### Goals
1. In the court opinion, what blood alcohol reading did the breathalyzer test at police headquarters produce?
2. Translate this sentence from the court opinion into Spanish: "No balance or coordination tests were administered at the scene."

### Selected text
====================
Decided: January 22, 1990.


On appeal from the Superior Court, Law Division, Camden County.

Pressler, Long and Landau.

Per Curiam

Following denial of his motion to suppress evidence seized from his person in a warrantless search, defendant pleaded guilty to a charge of possession of less than 50 grams of marijuana in violation of N.J.S.A. 2C:35-10(a)(4). He now appeals from the order denying his suppression motion pursuant to R. 3:5-7(d). We reverse and vacate the conviction.

The sole witness testifying at the hearing on the suppression motion was the state trooper who made the arrest. According to his testimony, he and his partner were on routine patrol on I-295 shortly after 2:00 a.m. on December 14, 1987, when they saw an apparently abandoned vehicle on the side of the road. They approached the vehicle, looked in, and saw defendant "laying in the back of the van with two beer bottles in the center console." The trooper described defendant as "unconscious," but he was able to arouse him after banging several times on the side of the van. Defendant then crawled into the driver's seat, produced his credentials as requested, and explained that he had pulled over to rest as he was tired and was not sure he could make it home. Smelling the odor of alcohol on defendant's breath, the trooper asked him to exit the vehicle. Defendant did so, and "at that time a pat down was conducted for my safety and Trooper Nixon's safety and a hard object was felt in his left jacket pocket." The object turned out to be a tightly rolled plastic bag containing a small amount of marijuana. Defendant identified the package as his "pot"; he was arrested, handcuffed, given Miranda warnings, and transported to police headquarters where a breathalyzer test resulted in a reading of .01 percent blood alcohol. No balance or coordination tests were administered at the scene.

In explaining the reason for the pat-down, the trooper candidly asserted on cross-examination that he made no judgment from defendant's "demeanor and his attitude" which led him to believe defendant was either armed or dangerous. Rather, he said, "[w]e are trained to act on every stop the same way, handle

a stop the same way with same caution on every stop." He further testified that his general instructions required that "any time I am going to demonstrate balance tests to that individual, yes, conduct a pat down for my safety."

We are satisfied that there is some degree of ambiguity in the officer's explanation. That is, it is not entirely clear whether he intended to testify that a pat-down is routinely conducted on every stop when the occupant is ordered to exit the vehicle or is routinely conducted as a precautionary measure only before demonstrating balance tests at the scene to an occupant suspected of driving under the influence of drugs or alcohol. In any event, the officer's conduct here was consistent with either interpretation. We are moreover satisfied that a routine pat-down in either circumstance would be constitutionally objectionable on the facts here present.
====================
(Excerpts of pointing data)
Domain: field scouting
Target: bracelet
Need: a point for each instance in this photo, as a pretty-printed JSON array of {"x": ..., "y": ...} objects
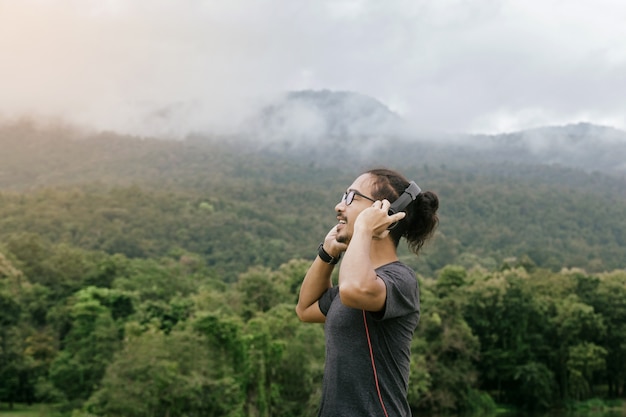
[{"x": 325, "y": 256}]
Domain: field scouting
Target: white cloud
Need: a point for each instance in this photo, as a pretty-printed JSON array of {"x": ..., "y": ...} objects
[{"x": 163, "y": 67}]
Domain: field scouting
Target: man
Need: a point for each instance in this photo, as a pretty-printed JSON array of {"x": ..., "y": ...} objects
[{"x": 371, "y": 315}]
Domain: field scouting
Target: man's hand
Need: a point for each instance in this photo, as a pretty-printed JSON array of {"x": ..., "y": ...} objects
[{"x": 376, "y": 219}]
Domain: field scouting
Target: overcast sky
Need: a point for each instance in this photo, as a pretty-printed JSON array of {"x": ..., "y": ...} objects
[{"x": 157, "y": 66}]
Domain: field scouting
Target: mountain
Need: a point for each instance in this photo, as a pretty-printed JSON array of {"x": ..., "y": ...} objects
[
  {"x": 324, "y": 116},
  {"x": 239, "y": 206},
  {"x": 583, "y": 145},
  {"x": 345, "y": 127}
]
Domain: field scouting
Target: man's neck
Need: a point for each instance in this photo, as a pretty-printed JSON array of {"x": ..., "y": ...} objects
[{"x": 382, "y": 252}]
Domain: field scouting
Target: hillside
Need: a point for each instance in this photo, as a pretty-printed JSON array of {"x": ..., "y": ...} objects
[{"x": 238, "y": 207}]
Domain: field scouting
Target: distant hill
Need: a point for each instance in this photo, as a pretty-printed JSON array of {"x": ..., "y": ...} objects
[
  {"x": 328, "y": 127},
  {"x": 309, "y": 116},
  {"x": 241, "y": 205}
]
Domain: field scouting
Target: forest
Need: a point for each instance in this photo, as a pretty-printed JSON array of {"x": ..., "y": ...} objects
[{"x": 146, "y": 277}]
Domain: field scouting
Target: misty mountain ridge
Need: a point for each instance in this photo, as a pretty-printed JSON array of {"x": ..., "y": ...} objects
[
  {"x": 324, "y": 115},
  {"x": 330, "y": 124}
]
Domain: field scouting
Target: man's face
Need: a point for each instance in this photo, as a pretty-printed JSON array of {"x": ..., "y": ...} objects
[{"x": 347, "y": 213}]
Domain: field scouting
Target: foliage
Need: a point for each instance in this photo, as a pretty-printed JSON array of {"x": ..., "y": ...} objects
[{"x": 173, "y": 293}]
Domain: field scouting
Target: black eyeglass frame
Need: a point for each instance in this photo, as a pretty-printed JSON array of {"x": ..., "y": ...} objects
[{"x": 348, "y": 197}]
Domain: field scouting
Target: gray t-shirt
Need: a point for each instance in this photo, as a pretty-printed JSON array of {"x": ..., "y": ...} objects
[{"x": 349, "y": 386}]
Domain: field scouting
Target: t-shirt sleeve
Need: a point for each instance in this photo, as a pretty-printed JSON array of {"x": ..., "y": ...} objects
[
  {"x": 327, "y": 298},
  {"x": 402, "y": 291}
]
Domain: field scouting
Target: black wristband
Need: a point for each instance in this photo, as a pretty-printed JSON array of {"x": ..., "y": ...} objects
[{"x": 325, "y": 256}]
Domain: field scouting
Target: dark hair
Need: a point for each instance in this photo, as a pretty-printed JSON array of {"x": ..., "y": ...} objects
[{"x": 421, "y": 215}]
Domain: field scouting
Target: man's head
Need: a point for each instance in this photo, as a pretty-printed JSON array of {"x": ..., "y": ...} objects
[
  {"x": 378, "y": 184},
  {"x": 354, "y": 200}
]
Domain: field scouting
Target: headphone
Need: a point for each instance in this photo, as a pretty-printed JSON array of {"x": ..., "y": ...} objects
[{"x": 408, "y": 196}]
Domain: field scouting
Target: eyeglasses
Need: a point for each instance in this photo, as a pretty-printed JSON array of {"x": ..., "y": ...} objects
[{"x": 348, "y": 197}]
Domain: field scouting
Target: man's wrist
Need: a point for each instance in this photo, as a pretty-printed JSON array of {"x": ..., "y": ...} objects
[{"x": 325, "y": 256}]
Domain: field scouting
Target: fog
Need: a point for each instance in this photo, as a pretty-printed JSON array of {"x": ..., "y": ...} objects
[{"x": 165, "y": 68}]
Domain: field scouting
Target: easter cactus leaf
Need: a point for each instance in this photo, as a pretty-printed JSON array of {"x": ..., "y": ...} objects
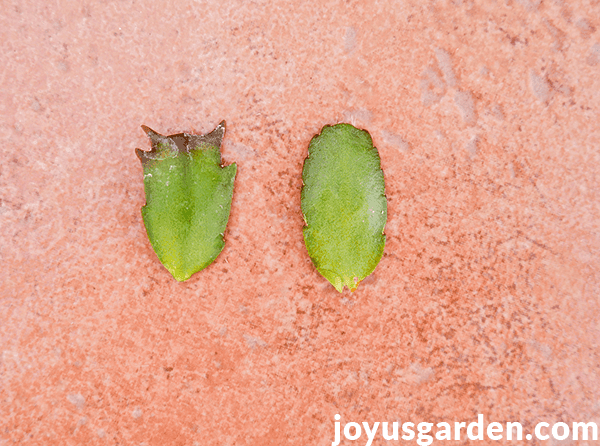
[
  {"x": 188, "y": 199},
  {"x": 344, "y": 205}
]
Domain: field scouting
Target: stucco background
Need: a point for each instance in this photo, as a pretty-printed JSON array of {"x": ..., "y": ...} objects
[{"x": 486, "y": 301}]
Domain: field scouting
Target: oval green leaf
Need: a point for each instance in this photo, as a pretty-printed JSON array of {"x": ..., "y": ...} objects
[
  {"x": 188, "y": 199},
  {"x": 344, "y": 205}
]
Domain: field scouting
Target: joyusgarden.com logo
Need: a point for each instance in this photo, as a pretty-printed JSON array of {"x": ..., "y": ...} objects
[{"x": 424, "y": 433}]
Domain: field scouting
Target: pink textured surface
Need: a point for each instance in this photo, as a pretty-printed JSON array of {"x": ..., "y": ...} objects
[{"x": 487, "y": 298}]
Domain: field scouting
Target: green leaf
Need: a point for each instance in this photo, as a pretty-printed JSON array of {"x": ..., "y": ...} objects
[
  {"x": 344, "y": 205},
  {"x": 188, "y": 199}
]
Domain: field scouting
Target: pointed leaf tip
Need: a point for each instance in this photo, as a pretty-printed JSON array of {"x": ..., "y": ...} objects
[{"x": 188, "y": 200}]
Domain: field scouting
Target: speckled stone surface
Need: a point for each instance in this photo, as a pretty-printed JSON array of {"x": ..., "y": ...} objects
[{"x": 485, "y": 114}]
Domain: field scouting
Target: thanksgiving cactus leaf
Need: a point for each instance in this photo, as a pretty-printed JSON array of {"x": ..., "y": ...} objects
[
  {"x": 344, "y": 205},
  {"x": 188, "y": 199}
]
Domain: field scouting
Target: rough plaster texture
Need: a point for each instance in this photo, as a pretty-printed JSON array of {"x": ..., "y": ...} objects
[{"x": 486, "y": 301}]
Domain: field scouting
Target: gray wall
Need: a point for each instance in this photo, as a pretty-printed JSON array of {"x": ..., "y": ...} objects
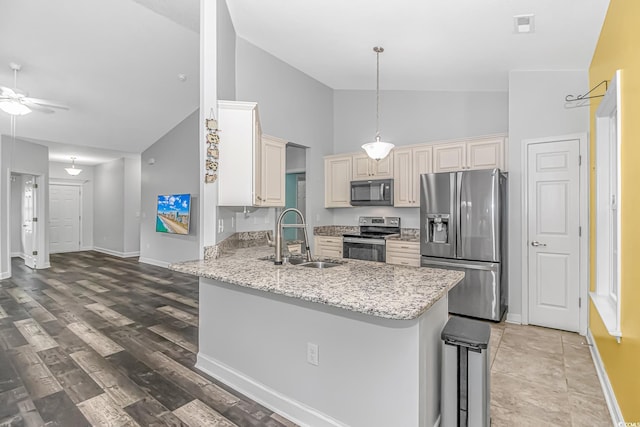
[
  {"x": 15, "y": 227},
  {"x": 411, "y": 117},
  {"x": 28, "y": 158},
  {"x": 131, "y": 205},
  {"x": 108, "y": 233},
  {"x": 226, "y": 55},
  {"x": 536, "y": 110},
  {"x": 292, "y": 106},
  {"x": 176, "y": 170},
  {"x": 86, "y": 179}
]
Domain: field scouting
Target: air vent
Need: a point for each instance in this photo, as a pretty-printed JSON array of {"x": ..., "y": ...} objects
[{"x": 523, "y": 23}]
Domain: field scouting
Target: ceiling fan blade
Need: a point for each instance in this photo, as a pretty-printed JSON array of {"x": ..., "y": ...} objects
[
  {"x": 8, "y": 92},
  {"x": 38, "y": 108},
  {"x": 30, "y": 102}
]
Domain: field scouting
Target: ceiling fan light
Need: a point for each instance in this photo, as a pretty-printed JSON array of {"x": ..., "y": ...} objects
[
  {"x": 14, "y": 108},
  {"x": 378, "y": 150}
]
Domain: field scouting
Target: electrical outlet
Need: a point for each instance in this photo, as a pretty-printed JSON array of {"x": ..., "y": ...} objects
[{"x": 312, "y": 353}]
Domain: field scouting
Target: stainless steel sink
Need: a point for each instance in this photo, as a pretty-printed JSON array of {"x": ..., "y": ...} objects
[{"x": 319, "y": 264}]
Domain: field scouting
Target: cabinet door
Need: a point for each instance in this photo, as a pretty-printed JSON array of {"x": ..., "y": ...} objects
[
  {"x": 422, "y": 163},
  {"x": 382, "y": 169},
  {"x": 361, "y": 167},
  {"x": 449, "y": 157},
  {"x": 486, "y": 154},
  {"x": 271, "y": 176},
  {"x": 337, "y": 182},
  {"x": 403, "y": 193}
]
====================
### Task responses
1. .01 percent blood alcohol

2. No se realizaron pruebas de equilibrio ni de coordinación en el lugar de los hechos.